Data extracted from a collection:

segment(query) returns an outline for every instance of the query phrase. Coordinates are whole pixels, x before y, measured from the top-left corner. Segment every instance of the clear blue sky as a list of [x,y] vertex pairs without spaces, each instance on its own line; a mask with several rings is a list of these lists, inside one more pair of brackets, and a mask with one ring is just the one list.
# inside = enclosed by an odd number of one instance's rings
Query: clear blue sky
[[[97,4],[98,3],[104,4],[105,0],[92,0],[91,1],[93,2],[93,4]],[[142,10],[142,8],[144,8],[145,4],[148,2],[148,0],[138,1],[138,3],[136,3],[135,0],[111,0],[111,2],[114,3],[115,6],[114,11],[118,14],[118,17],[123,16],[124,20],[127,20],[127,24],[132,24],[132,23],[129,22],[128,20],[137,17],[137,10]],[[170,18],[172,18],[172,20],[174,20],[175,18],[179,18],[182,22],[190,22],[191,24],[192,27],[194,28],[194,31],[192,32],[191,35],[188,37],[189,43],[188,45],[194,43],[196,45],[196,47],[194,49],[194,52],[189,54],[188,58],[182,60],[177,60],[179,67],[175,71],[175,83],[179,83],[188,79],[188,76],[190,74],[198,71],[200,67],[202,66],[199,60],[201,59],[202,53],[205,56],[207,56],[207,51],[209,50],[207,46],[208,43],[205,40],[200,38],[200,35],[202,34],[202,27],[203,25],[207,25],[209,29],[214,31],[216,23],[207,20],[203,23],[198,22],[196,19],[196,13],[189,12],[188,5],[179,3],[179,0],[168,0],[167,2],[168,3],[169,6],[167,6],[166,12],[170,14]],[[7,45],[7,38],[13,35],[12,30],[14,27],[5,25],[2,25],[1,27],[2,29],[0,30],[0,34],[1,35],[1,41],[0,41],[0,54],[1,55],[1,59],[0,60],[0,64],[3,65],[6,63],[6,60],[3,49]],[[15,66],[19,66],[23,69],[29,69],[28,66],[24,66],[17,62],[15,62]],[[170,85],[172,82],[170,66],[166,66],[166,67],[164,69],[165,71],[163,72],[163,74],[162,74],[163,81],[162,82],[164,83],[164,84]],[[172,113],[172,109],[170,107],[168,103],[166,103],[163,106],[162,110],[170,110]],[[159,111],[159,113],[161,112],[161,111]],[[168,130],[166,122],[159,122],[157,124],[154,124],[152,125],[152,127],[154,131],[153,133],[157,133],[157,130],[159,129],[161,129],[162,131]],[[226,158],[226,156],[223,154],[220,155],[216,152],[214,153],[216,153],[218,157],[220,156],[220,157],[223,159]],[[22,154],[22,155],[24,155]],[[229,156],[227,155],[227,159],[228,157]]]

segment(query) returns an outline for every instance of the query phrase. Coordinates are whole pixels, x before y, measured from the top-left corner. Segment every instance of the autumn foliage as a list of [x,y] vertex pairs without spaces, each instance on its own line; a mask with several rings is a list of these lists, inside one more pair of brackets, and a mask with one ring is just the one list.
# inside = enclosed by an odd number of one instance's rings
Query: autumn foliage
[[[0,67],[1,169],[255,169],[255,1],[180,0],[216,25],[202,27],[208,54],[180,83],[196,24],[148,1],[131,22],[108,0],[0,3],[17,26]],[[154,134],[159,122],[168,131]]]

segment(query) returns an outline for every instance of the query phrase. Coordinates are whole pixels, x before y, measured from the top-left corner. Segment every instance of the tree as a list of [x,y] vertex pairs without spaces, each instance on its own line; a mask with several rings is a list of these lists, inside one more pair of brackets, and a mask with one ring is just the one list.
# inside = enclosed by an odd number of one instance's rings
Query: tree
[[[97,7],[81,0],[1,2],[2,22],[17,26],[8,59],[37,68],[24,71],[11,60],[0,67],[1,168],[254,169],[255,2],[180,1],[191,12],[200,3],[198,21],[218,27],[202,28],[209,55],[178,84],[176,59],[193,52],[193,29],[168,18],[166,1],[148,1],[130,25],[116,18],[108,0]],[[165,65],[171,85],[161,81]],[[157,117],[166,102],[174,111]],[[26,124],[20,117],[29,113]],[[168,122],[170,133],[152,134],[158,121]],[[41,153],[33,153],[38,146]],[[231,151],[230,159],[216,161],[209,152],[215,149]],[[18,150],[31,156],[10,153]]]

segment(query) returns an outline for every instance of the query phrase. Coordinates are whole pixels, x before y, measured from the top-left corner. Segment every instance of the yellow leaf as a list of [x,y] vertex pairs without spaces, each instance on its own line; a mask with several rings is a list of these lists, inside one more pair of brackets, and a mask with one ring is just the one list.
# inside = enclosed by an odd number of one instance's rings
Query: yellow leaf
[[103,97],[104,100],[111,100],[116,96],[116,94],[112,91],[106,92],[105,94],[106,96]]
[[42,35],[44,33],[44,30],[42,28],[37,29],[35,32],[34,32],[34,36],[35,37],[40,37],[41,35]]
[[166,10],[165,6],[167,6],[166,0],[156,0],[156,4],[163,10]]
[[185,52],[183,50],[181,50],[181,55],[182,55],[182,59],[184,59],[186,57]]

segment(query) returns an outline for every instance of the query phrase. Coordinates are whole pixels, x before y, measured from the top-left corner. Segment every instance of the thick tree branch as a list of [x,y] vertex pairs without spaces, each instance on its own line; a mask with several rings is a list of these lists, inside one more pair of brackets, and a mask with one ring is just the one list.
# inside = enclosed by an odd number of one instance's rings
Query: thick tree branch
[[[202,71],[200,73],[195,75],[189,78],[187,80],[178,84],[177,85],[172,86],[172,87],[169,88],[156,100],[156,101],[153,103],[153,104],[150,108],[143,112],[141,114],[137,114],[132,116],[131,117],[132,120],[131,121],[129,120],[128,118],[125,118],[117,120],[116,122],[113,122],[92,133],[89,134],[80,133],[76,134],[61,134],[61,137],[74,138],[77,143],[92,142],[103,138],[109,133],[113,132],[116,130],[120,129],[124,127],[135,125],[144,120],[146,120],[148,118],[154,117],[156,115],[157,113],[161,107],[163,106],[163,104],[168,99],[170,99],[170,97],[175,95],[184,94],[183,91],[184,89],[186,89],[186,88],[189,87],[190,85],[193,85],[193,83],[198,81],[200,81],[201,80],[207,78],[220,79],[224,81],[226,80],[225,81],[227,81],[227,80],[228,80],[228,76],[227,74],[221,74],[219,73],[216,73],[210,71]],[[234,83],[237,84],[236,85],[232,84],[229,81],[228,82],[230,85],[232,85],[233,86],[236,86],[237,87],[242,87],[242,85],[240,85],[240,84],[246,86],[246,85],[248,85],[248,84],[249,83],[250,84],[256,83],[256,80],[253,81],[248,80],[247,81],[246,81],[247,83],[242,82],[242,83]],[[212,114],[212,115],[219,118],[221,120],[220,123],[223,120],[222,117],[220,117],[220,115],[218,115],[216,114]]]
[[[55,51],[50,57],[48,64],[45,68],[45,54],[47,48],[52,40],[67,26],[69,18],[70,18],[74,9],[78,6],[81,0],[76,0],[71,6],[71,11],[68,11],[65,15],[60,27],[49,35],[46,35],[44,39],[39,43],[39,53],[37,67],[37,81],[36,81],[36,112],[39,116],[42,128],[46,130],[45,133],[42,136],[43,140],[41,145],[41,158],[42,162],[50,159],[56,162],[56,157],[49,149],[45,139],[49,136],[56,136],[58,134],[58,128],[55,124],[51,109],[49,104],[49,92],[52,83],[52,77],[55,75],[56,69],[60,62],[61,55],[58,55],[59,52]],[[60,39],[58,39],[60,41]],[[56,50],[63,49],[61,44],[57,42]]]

- WORK INSTRUCTIONS -
Faithfully copy every entry, leaving nothing out.

- SOLUTION TO THIS TASK -
segment(query) returns an outline for every instance of the query phrase. Coordinates are whole pixels, x before y, measured from the top-left corner. Segment every instance of the clear blue sky as a list of [x,y] vertex pairs without spaces, each instance on its own line; a mask with several rings is a list of these lists, inside one more pair of brackets, and a mask with one ring is just the one list.
# inside = enclosed by an odd number of one instance's rings
Query: clear blue sky
[[[97,4],[98,3],[104,4],[105,0],[92,0],[91,1],[93,2],[93,4]],[[142,10],[142,8],[144,8],[145,4],[148,2],[148,0],[138,1],[138,3],[136,3],[135,0],[111,0],[111,2],[114,3],[115,6],[114,11],[118,14],[118,17],[123,16],[124,20],[127,20],[127,24],[132,24],[132,23],[129,22],[128,20],[137,17],[137,10]],[[170,18],[172,18],[172,20],[174,20],[175,18],[179,18],[182,22],[190,22],[191,24],[192,27],[194,28],[194,31],[192,32],[191,35],[188,37],[189,43],[188,45],[194,43],[196,45],[196,47],[194,49],[194,52],[189,54],[188,58],[182,60],[177,60],[179,67],[175,71],[175,83],[179,83],[188,79],[188,76],[190,74],[198,71],[200,67],[202,66],[199,60],[201,59],[202,53],[205,56],[207,56],[207,51],[209,50],[207,46],[208,43],[205,40],[200,38],[200,35],[202,34],[202,27],[203,25],[207,25],[209,29],[214,31],[216,23],[207,20],[203,23],[198,22],[196,19],[196,13],[189,12],[188,5],[179,3],[179,0],[168,0],[167,2],[168,3],[169,6],[167,6],[166,12],[170,14]],[[7,45],[7,38],[13,35],[12,30],[14,27],[5,25],[2,25],[1,27],[2,29],[0,30],[0,34],[1,35],[1,41],[0,41],[0,54],[1,55],[1,59],[0,60],[0,64],[3,65],[6,63],[6,60],[3,49]],[[15,66],[19,66],[23,69],[29,69],[28,66],[24,66],[17,62],[15,62]],[[170,85],[172,82],[170,66],[166,66],[166,67],[164,69],[165,71],[163,72],[163,74],[162,74],[163,81],[162,82],[164,83],[164,84]],[[172,113],[172,109],[170,107],[168,103],[166,103],[163,106],[162,110],[170,110]],[[159,111],[159,113],[161,112],[161,111]],[[168,130],[166,122],[159,122],[157,124],[154,124],[152,125],[152,127],[154,131],[153,133],[157,133],[157,130],[159,129],[161,129],[162,131]],[[226,158],[226,156],[223,154],[220,155],[216,152],[214,153],[216,153],[218,157],[220,156],[220,157],[223,159]],[[22,154],[22,155],[24,155]],[[229,156],[227,155],[227,159],[228,157]]]

segment(query) returns an outline for every instance of the query phrase. Coordinates are whole pixels, x before y, measured from the top-left corner. Segment every instance of the autumn foliage as a list of [x,y] vertex pairs without spaces, each instance on its own line; a mask with several rings is a list of these lists, inside one more pair of brackets, and a mask with one ring is just the one list.
# inside = enclosed by an odd number of one instance's rings
Query: autumn foliage
[[[0,67],[1,169],[255,169],[255,1],[180,0],[216,25],[202,27],[208,54],[180,83],[196,24],[148,1],[131,22],[108,0],[0,3],[17,26]],[[154,134],[159,122],[168,131]]]

segment(query) returns an outline for every instance of the query phrase. Coordinates are whole pixels, x before y, measured from the top-left corner. Segment every instance of the tree as a list of [x,y] vertex pairs without spaces, each instance on its own line; a mask with several rings is a list of these lists, inside one more pair of brackets, and a mask with one ring is just the one list.
# inside = enclosed by an odd number of one instance's rings
Query: tree
[[[97,7],[81,0],[1,2],[2,22],[17,26],[8,59],[37,68],[24,71],[11,60],[0,67],[1,168],[254,169],[255,2],[180,1],[191,12],[200,3],[198,21],[218,27],[202,28],[209,55],[178,84],[176,59],[193,52],[193,29],[168,18],[166,1],[148,1],[130,25],[116,18],[108,0]],[[165,65],[171,85],[161,81]],[[157,117],[166,102],[174,111]],[[26,124],[20,117],[29,113]],[[168,122],[170,133],[152,134],[158,121]],[[41,153],[33,153],[38,146]],[[231,151],[230,159],[216,161],[209,152],[215,149]],[[18,150],[31,156],[10,153]]]

segment(query) returns an outline for every instance of the query phrase. Coordinates are whole pixels, x before y, measured from the top-left corner. Segment every instance of the yellow leaf as a list of [x,y] vertex pairs without spaces, each instance on its own line; a mask with several rings is a list of these lists, inside one more pair of brackets, and a mask with one ring is just the one list.
# inside = enclosed by an odd number of one instance's rings
Query: yellow leaf
[[103,97],[104,100],[111,100],[116,96],[116,94],[112,91],[106,92],[105,94],[106,96]]
[[42,35],[44,33],[44,30],[42,28],[37,29],[35,32],[34,32],[34,36],[35,37],[40,37],[41,35]]
[[166,10],[165,6],[167,6],[166,0],[156,0],[156,4],[163,10]]
[[185,52],[183,50],[181,50],[181,55],[182,55],[182,59],[184,59],[186,57]]

segment(query) returns an outline for every instance of the query phrase. Coordinates are whole pixels, x before y, measured from the top-left corner. Segment every instance of the thick tree branch as a list of [x,y] vertex pairs without spaces, each instance on its own line; a mask with several rings is a list of these lists, inside one more pair of brackets, and a mask with one ring is just the one list.
# inside = enclosed by an odd number of one instance's rings
Query: thick tree branch
[[[202,71],[200,73],[195,75],[189,78],[187,80],[178,84],[177,85],[172,86],[172,87],[169,88],[156,100],[156,101],[153,103],[153,104],[150,108],[143,112],[141,114],[137,114],[132,116],[131,117],[132,120],[131,121],[129,120],[128,118],[125,118],[117,120],[116,122],[113,122],[92,133],[89,134],[80,133],[76,134],[61,134],[61,137],[74,138],[77,143],[92,142],[103,138],[109,133],[113,132],[116,130],[120,129],[124,127],[135,125],[144,120],[146,120],[148,118],[154,117],[156,115],[157,113],[161,107],[163,106],[163,104],[168,99],[170,99],[170,97],[175,95],[184,94],[183,91],[184,89],[186,89],[186,88],[189,87],[190,85],[193,85],[193,83],[198,81],[200,81],[201,80],[207,78],[220,79],[224,81],[226,80],[225,81],[227,81],[227,80],[228,80],[228,76],[227,74],[221,74],[219,73],[216,73],[210,71]],[[234,83],[237,84],[236,85],[232,84],[229,81],[228,82],[230,85],[232,85],[233,86],[236,86],[237,87],[242,87],[242,85],[240,85],[240,84],[246,86],[246,85],[248,85],[248,84],[249,83],[250,84],[256,83],[256,80],[253,81],[248,80],[247,81],[246,81],[247,83],[242,82],[242,83]],[[212,114],[212,115],[219,118],[221,120],[220,123],[223,120],[222,117],[220,117],[220,115],[218,115],[216,114]]]
[[[55,51],[50,57],[48,64],[45,68],[45,54],[47,48],[52,40],[67,26],[69,18],[70,18],[74,9],[78,6],[81,0],[76,0],[71,6],[71,11],[68,11],[65,15],[60,27],[49,35],[46,35],[44,39],[39,43],[39,53],[37,67],[37,81],[36,81],[36,112],[39,116],[42,128],[46,130],[45,133],[42,136],[43,140],[41,145],[41,158],[42,162],[50,159],[56,162],[56,157],[49,149],[45,139],[49,136],[56,136],[58,134],[58,128],[55,124],[51,109],[49,104],[49,92],[52,83],[52,77],[55,75],[56,69],[60,62],[61,55],[58,55],[59,52]],[[60,39],[58,39],[60,41]],[[56,50],[63,49],[61,44],[57,42]]]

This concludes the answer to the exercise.